SOURCE PASSAGE

The impulse of a master-mind was immediately felt. Aided by the obscurity of the night, messengers were dispatched in every direction, and by five o'clock in the morning four immense columns of troops were advancing to occupy important strategic points, which would command the city. These arrangements being completed, the Duke de Nemours anxiously inquired of the marshal what he thought of the morrow. M. Bugeaud replied:

Marshal Bugeaud.

"Monseigneur, it will be rough, but the victory will be ours. I have never yet been beaten, and I am not going to commence to-morrow. Certainly it would have been better not to have lost so much time; but no matter, I will answer for the result if I am left alone. It must not be imagined that I can manage without bloodshed. Perhaps there will be much, for I begin with cannon. But do not be uneasy. To-morrow evening the authority of the king and of the law shall be re-established."

Chapter XII
The Throne Demolished

1848

Attempts at conciliation.

In the mean time the king formed a new and liberal ministry, consisting of MM. Thiers, Odillon Barrot, and Duvergier de Hauranne, hoping thus to conciliate the populace. The fact was placarded, at six o'clock in the morning, all over Paris. But the act of appointing Marshal Bugeaud to command the troops was a declaration of war – the formation of this ministry was a supplication for peace. The one act was defiance, the other capitulation. Thus, while General Bugeaud was loading his cannon to the muzzle, and marshalling his troops for battle, he received an order, to his inexpressible chagrin, from the new ministry directing him to cease the combat and to withdraw the troops, while at the same time an announcement was made, by a proclamation to the people, that the new ministry had ordered the troops everywhere to cease firing, and to withdraw from the menacing positions which they occupied. The indignant marshal for a time refused to obey the order until it should be ratified by the sign-manual of the king. He soon, however, received a dispatch from the Duke de Nemours which rendered it necessary to submit. Thus the new ministry rejected the policy of resistance, and inaugurated that of conciliation.

False confidence of the king.

PROVIDED DATA
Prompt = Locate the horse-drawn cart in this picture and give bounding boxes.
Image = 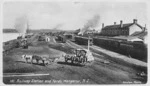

JOB A
In the account of the 1848 events, change "Monseigneur" to "Your Highness" and write out everything from "Marshal Bugeaud." down to "Attempts at conciliation.".
JOB B
Using the account of the 1848 events, say yes or no to each statement and support each answer with the deciding words quoted from it: (i) The new ministry was posted up all over Paris at six o'clock in the morning. (ii) Bugeaud told the Duke de Nemours that he had been beaten once before. (iii) The marshal obeyed the order to withdraw the troops at once.
JOB C
Continue the account of the 1848 events from its last line.

RIGHT ANSWER A
Marshal Bugeaud.

"Your Highness, it will be rough, but the victory will be ours. I have never yet been beaten, and I am not going to commence to-morrow. Certainly it would have been better not to have lost so much time; but no matter, I will answer for the result if I am left alone. It must not be imagined that I can manage without bloodshed. Perhaps there will be much, for I begin with cannon. But do not be uneasy. To-morrow evening the authority of the king and of the law shall be re-established."

Chapter XII
The Throne Demolished

1848

Attempts at conciliation.

RIGHT ANSWER B
(i) Yes: "The fact was placarded, at six o'clock in the morning, all over Paris."
(ii) No: "I have never yet been beaten, and I am not going to commence to-morrow."
(iii) No: "The indignant marshal for a time refused to obey the order until it should be ratified by the sign-manual of the king."

RIGHT ANSWER C
The king, worn out by excitement and fatigue, at four o'clock in the morning retired to his chamber for a few hours of sleep. He was so far deceived as to flatter himself that, through the measures which had been adopted, all serious trouble was at an end. He slept soundly, and did not rise until eleven o'clock, when he came down to the breakfast-room in morning-gown and slippers, and with a smiling countenance. Here appalling tidings met him. The exasperated populace were tearing down and trampling under foot the conciliatory proclamation of M. Thiers. The national troops, disgusted with the contradictory orders which had been issued, were loud in their clamor against the king. The National Guard was everywhere fraternizing with the people. The frenzy of insurrection was surging through all the thoroughfares of Paris.

The king was silent in consternation. Immediately repairing to his chamber, he dressed himself in the uniform of the National Guard, and returned to his cabinet, where he was joined by two of his sons, the Duke de Nemours and the Duke de Montpensier. All night long the dismal clang of the tocsin had summoned the fighting portion of the population to important points of defense. Nearly all the churches were in the hands of the insurgents. Under cover of the darkness, barricades had been rising in many of the streets. The national troops had retired, humiliated, to the vicinity of the Tuileries and Palais Royal. Many of the soldiers, in their disgust, had thrown away their muskets, while some of the officers, under similar feelings, had broken their swords and cast them away upon the pavement.

Resignation of Thiers.

Affairs made such rapid progress that by ten o'clock M. Thiers became fully convinced that he had no longer influence with the people. He accordingly resigned the ministry, and M. Odillon Barrot, a man far more democratic in his principles, was appointed prime-minister in his stead. The Palais Royal, the magnificent ancestral abode of the Duke of Orleans, being left unguarded, the mob burst in, rioted through all its princely saloons, plundering and destroying. Its paintings, statuary, gorgeous furniture, and priceless works of art were pierced with bayonets, slashed with sabre-strokes, thrown into the streets, and consumed with flames. In less than half an hour the magnificent apartments of this renowned palace presented but a revolting spectacle of destruction and ruin.

Scene in the palace.

The king, the queen, the Duchess of Orleans, and the Duke de Montpensier, with several distinguished friends, were still in the breakfast-room – the Gallery of Diana, in the Tuileries. The mob, their hands filled with the plunder of the Palais Royal, were already entering the Carrousel. Loud shouts announced their triumph to the trembling inmates of the royal palace, and appalled them with fears of the doom which they soon might be called to encounter. Two of the gentlemen, M. Remusat and M. de Hauranne, stepped out into the court-yard of the Tuileries to ascertain the posture of affairs. Speedily they returned, pale, and with features expressive of intense anxiety.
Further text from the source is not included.